--- Work request ---
The listing below should be printed exactly, every line of it. Skip the pictures.

(Data for this exercise)

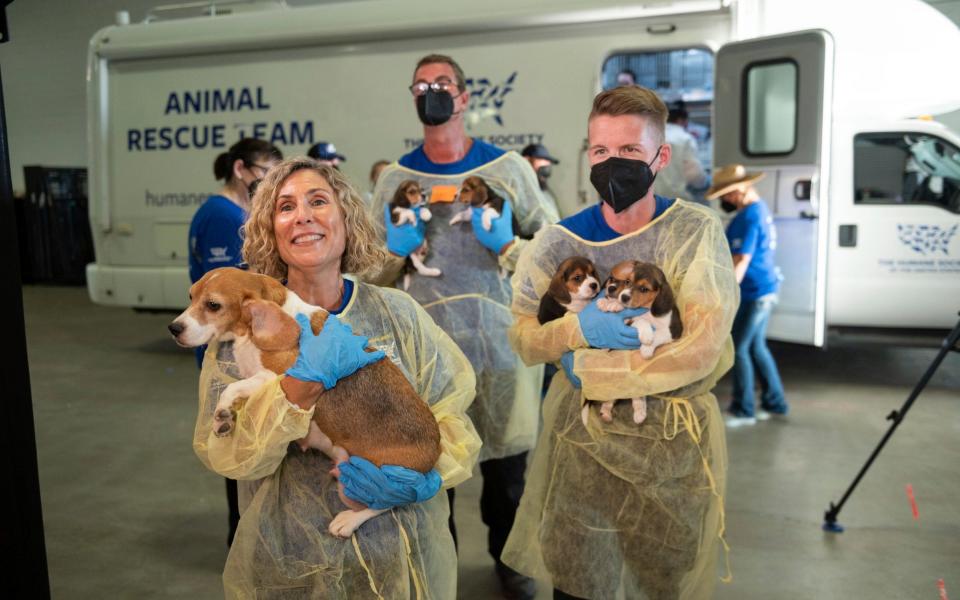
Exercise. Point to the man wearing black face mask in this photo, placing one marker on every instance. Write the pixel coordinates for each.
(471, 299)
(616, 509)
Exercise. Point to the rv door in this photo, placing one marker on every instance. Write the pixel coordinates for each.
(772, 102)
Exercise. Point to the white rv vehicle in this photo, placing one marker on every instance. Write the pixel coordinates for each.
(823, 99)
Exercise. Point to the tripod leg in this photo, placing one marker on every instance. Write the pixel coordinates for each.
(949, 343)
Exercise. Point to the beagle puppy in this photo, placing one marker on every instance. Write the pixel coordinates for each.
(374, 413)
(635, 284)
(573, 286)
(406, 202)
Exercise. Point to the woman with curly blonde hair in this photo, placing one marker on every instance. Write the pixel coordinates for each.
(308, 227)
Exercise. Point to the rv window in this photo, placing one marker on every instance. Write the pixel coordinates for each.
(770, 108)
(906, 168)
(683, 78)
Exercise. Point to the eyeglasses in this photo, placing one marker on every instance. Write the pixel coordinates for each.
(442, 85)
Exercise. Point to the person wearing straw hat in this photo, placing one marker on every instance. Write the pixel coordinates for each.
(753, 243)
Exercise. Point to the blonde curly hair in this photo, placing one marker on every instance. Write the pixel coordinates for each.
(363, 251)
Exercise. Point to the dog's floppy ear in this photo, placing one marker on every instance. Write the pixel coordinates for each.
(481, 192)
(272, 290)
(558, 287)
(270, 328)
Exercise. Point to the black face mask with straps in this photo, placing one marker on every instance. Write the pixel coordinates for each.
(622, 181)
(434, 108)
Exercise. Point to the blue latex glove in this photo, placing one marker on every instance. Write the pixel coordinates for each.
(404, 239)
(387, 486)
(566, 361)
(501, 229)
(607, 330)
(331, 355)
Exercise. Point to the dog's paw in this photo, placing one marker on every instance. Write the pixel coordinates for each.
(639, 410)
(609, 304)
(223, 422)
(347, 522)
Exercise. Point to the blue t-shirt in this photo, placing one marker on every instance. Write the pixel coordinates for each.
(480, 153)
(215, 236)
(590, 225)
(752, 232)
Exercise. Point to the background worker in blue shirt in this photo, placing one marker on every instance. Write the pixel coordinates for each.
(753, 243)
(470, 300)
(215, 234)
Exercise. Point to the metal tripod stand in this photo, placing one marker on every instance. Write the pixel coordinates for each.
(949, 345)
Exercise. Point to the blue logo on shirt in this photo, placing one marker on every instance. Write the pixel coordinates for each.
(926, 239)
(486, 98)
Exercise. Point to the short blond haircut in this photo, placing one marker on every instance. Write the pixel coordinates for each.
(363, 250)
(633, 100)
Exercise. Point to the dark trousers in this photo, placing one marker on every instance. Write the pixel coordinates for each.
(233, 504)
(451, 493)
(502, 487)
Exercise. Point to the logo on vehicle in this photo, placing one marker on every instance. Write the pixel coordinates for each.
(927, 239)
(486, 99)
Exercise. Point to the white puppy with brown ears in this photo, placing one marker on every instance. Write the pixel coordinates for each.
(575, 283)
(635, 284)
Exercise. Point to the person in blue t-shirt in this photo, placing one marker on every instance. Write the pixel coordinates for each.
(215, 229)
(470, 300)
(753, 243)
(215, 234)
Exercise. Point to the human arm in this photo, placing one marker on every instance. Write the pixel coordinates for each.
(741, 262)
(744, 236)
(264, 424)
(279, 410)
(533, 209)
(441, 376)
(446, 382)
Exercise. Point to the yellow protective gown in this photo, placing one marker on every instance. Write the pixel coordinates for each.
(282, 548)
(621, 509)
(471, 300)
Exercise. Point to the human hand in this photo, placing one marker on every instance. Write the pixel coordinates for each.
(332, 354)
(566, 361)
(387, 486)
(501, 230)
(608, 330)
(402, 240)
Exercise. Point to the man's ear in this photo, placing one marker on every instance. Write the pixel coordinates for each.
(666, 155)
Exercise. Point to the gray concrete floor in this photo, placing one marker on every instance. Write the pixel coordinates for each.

(End Data for this exercise)

--- Task result ---
Exercise. Point to the man wearing black face mask in this photo, placing one marker on every instance. Write the pixel coordinates for each.
(471, 299)
(616, 509)
Exercise. Point to the rv door in this photo, placing one marker on every instance. Write the pixel coordinates for each.
(772, 102)
Exercise. Point to the white rv vehicle in this photo, placing one marker on every instance. Write the pixel coordinates for each.
(823, 99)
Exercise. Point to the tripod leg in this photo, placing one marker on every instance. Write the pixel coordinates for each.
(949, 343)
Exercise. Point to the beagle puppy in this photo, placing one marker on every instance. Write the pixel coordinates for each.
(374, 413)
(635, 284)
(573, 286)
(406, 202)
Exercise. Point to the woman with curly blonde hair in this photo, placing one marker on every instance. Write the pixel coordinates for each.
(308, 227)
Exercise. Point to the rv window in this photo, placing one marker on every instance. Write the pixel coordinates for each.
(770, 108)
(906, 168)
(683, 78)
Exercise. Point to the eyeglasses in this photo, placing one marker on every instance. Write the pixel coordinates for each.
(442, 85)
Exercise. Point to the person wearing straw hat in this photo, placing one marker on every instance. Write the pixel coordinates for each.
(753, 243)
Exercise. Point to the blonde curly hair in this photo, placing one marker on every instance. Write the pixel coordinates for each.
(363, 251)
Exercise. Point to the dog's floppy ear in this photo, placing one marker on every instance. Write the pixel coordinates for each.
(481, 192)
(272, 290)
(558, 287)
(270, 328)
Exercise. Point to the black face mask with straps in this photo, placing one marker on every instance. Write the pixel coordinates for each.
(622, 181)
(434, 108)
Exercise. Point to the blue latex glove in this photo, placing one marker on every instance. Write the pixel coordinates for each.
(404, 239)
(387, 486)
(566, 361)
(501, 229)
(607, 330)
(331, 355)
Exercise. Point to the dog's paw in this photo, placing one marker on every instance. Write the pixel coordinates for each.
(639, 410)
(609, 304)
(223, 422)
(347, 522)
Exercise. Point to the blue t-shirt in this photo, placing one marker on every instance. Write the pixel coordinates for each.
(480, 153)
(215, 236)
(590, 225)
(752, 232)
Exercise. Point to the background worker in blue shirt in this photo, placing one marker on every instance. Write the pixel coordinates for each.
(753, 243)
(470, 300)
(215, 234)
Exercise. Point to the metal tripod stand in this photo, placing one marker on every instance. Write the pixel coordinates for each.
(949, 345)
Exercise. Point to the blue logo on shirt in this photo, placing one marker on every instance. Write the pixel coordinates for each.
(926, 239)
(486, 98)
Exercise. Point to the short blond haircut in this photo, placing one marker on every instance. Write the pixel coordinates for each.
(363, 250)
(633, 100)
Exercise. Point to the dark trousers in this photo, placing one marker on every instance. Write the pixel coordinates for each.
(233, 504)
(451, 493)
(502, 487)
Exercise. Point to the logo on vehicle in this photo, placing one marker on every instance. Write the pixel coordinates for each.
(927, 239)
(486, 99)
Exercise. Point to the white puppy with brown ears in this photo, placing one marker on every instance. Write the pixel coordinates for each.
(575, 283)
(635, 284)
Exercise. Point to the person in blue t-shirt in this photo, placing one marker on every instance. Write the pixel coordinates for each.
(215, 229)
(470, 300)
(753, 243)
(215, 234)
Exercise. Point to the human arm in this photo, placing one marker on every instance. Write the pixel coordinates for each.
(741, 262)
(744, 236)
(264, 424)
(279, 410)
(533, 209)
(441, 376)
(446, 382)
Exercise. Point to the yellow protective gown in this photo, placing one marker on every instance. Write the pixel coordinates for each.
(282, 548)
(621, 509)
(471, 300)
Exercise. Point to the human hand in this photo, placing one marker on every instance. Write the pixel coordinates for each.
(332, 354)
(566, 361)
(387, 486)
(501, 230)
(608, 330)
(402, 240)
Exercise. Point to the man's ear in this photo, placing one marker on every instance. Write the pixel coordinates for each.
(666, 155)
Exercise. Point to the gray concrete floor in this photo, placing one marker on every instance. Write the pixel coordinates for each.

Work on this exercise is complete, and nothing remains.